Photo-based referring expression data
= = = =
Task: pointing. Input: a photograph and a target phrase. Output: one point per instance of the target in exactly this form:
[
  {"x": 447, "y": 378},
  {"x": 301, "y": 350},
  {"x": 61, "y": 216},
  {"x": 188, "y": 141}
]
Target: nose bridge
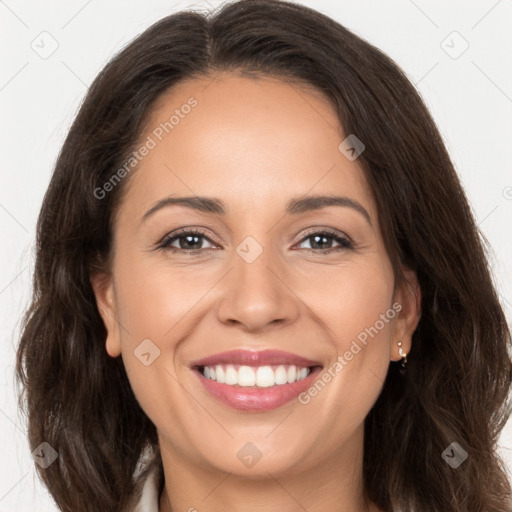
[{"x": 256, "y": 293}]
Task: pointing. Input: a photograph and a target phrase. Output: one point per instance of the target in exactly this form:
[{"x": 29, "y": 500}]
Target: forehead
[{"x": 253, "y": 141}]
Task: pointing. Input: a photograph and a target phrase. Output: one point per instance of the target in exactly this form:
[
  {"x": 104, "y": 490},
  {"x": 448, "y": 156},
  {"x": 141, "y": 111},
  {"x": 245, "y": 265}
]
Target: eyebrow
[{"x": 295, "y": 206}]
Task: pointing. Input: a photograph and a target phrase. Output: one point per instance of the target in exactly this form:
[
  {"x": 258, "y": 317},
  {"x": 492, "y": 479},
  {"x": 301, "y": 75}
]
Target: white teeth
[
  {"x": 219, "y": 372},
  {"x": 265, "y": 377},
  {"x": 292, "y": 374},
  {"x": 261, "y": 376},
  {"x": 246, "y": 376}
]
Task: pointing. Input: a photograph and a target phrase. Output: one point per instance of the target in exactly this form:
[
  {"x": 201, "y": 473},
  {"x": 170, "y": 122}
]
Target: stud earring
[{"x": 403, "y": 355}]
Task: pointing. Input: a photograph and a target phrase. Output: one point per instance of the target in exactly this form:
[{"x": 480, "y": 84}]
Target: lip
[
  {"x": 252, "y": 398},
  {"x": 254, "y": 358},
  {"x": 257, "y": 399}
]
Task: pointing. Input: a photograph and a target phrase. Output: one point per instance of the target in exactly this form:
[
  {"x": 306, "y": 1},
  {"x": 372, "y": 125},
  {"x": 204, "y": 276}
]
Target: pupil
[
  {"x": 188, "y": 238},
  {"x": 319, "y": 237}
]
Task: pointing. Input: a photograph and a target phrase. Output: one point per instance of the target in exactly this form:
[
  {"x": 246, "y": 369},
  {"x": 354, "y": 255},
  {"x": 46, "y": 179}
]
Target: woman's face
[{"x": 262, "y": 275}]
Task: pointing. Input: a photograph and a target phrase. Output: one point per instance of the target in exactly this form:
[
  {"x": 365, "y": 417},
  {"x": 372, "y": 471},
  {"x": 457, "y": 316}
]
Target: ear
[
  {"x": 407, "y": 298},
  {"x": 103, "y": 287}
]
= = = =
→ DIRECTIONS: Reproduce all entries without any change, and omit the pictures.

→ TASK RESULT:
Task: pointing. Input: a photograph and a target phrase. Output: one point per instance of the target in exactly this form:
[
  {"x": 447, "y": 378},
  {"x": 301, "y": 350},
  {"x": 61, "y": 216},
  {"x": 188, "y": 141}
]
Target: nose bridge
[{"x": 256, "y": 293}]
Task: pointing. Input: a photograph and a target phrase. Output: one point per instance of the target in exactly this form:
[{"x": 29, "y": 500}]
Target: forehead
[{"x": 253, "y": 141}]
Task: pointing. Input: a photograph and a target phrase. Output: one point per instance of the target in exactly this form:
[
  {"x": 104, "y": 490},
  {"x": 448, "y": 156},
  {"x": 141, "y": 111},
  {"x": 245, "y": 265}
]
Target: eyebrow
[{"x": 295, "y": 206}]
Task: pointing. Input: a photograph and a target phrase. Output: one point per instance of the target in exactly this form:
[
  {"x": 258, "y": 317},
  {"x": 492, "y": 479},
  {"x": 301, "y": 75}
]
Target: white teeth
[
  {"x": 219, "y": 372},
  {"x": 265, "y": 377},
  {"x": 292, "y": 374},
  {"x": 261, "y": 376},
  {"x": 246, "y": 376}
]
Task: pointing. Input: a photograph and a target phrase. Output: one point per instance of the target in exactly this form:
[
  {"x": 201, "y": 473},
  {"x": 170, "y": 122}
]
Target: stud earring
[{"x": 403, "y": 355}]
Task: pointing. Input: a photograph and a target phrase. Output: one point per instance of the target in exactly this form:
[{"x": 480, "y": 84}]
Target: lip
[
  {"x": 252, "y": 398},
  {"x": 254, "y": 358},
  {"x": 257, "y": 399}
]
Task: pointing. Input: a photograph and a target phrase. Output: one point per instance of the target in exactly this form:
[
  {"x": 306, "y": 1},
  {"x": 372, "y": 125},
  {"x": 204, "y": 276}
]
Target: pupil
[
  {"x": 188, "y": 238},
  {"x": 319, "y": 237}
]
Task: pointing. Input: a photograph and a target phrase. Output: one point per instance of the target in exactly this form:
[
  {"x": 246, "y": 369},
  {"x": 354, "y": 255},
  {"x": 46, "y": 179}
]
Target: woman's face
[{"x": 262, "y": 275}]
Task: pointing. Input: a photograph and a target phrase. Output: one point per instance of the target in exactly this form:
[
  {"x": 365, "y": 417},
  {"x": 372, "y": 471},
  {"x": 457, "y": 316}
]
Target: ear
[
  {"x": 407, "y": 298},
  {"x": 103, "y": 287}
]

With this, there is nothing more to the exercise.